[Data extracted from a collection]
______________________________

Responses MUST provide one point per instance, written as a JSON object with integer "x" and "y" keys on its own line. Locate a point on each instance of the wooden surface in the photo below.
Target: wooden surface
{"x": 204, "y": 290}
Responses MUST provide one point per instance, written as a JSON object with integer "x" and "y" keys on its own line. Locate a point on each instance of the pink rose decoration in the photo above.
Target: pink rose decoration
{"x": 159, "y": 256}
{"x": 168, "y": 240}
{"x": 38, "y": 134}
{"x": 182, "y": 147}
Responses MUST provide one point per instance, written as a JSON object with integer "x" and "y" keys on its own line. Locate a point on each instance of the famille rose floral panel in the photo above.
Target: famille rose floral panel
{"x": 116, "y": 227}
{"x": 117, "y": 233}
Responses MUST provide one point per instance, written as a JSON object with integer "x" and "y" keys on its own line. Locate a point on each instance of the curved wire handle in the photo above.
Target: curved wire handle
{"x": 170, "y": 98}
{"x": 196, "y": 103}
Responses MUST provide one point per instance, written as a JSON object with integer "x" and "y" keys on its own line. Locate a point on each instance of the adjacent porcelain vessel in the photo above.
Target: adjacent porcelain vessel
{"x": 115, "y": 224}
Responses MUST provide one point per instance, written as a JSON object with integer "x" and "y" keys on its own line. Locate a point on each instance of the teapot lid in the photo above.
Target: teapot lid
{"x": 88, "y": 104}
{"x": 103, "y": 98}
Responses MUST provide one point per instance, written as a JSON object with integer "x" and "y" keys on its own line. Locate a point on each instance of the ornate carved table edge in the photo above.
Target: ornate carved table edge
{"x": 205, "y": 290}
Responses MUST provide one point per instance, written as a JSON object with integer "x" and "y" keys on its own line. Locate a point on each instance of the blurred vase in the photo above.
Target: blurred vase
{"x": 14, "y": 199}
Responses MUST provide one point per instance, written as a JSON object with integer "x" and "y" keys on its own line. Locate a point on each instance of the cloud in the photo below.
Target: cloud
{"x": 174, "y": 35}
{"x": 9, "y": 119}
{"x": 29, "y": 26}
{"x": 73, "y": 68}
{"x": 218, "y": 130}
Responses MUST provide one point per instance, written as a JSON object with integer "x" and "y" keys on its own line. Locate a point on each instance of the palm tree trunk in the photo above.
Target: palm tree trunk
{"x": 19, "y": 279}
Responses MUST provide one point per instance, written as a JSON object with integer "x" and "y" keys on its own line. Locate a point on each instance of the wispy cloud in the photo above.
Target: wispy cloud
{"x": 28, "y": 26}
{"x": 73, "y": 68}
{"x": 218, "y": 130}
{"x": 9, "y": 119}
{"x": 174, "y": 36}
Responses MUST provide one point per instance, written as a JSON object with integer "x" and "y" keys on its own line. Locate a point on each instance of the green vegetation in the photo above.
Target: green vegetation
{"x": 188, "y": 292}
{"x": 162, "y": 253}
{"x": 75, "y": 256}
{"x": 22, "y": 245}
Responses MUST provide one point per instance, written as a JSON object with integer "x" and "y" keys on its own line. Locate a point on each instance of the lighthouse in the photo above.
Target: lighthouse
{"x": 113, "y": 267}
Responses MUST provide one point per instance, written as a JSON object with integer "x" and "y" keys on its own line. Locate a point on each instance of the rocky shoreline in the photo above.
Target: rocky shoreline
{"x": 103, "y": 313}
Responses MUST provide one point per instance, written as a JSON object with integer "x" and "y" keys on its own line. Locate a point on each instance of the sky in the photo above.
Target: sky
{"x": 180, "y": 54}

______________________________

Could you restate, word for word, every line from the one containing "sky in the photo above." through the last line of the records above, and nothing more?

- RESULT OF THIS TASK:
Responses MUST provide one point per instance, written as a JSON object with integer "x" and "y" keys on its own line. Locate a point on each instance of the sky in the photo above.
Target: sky
{"x": 180, "y": 54}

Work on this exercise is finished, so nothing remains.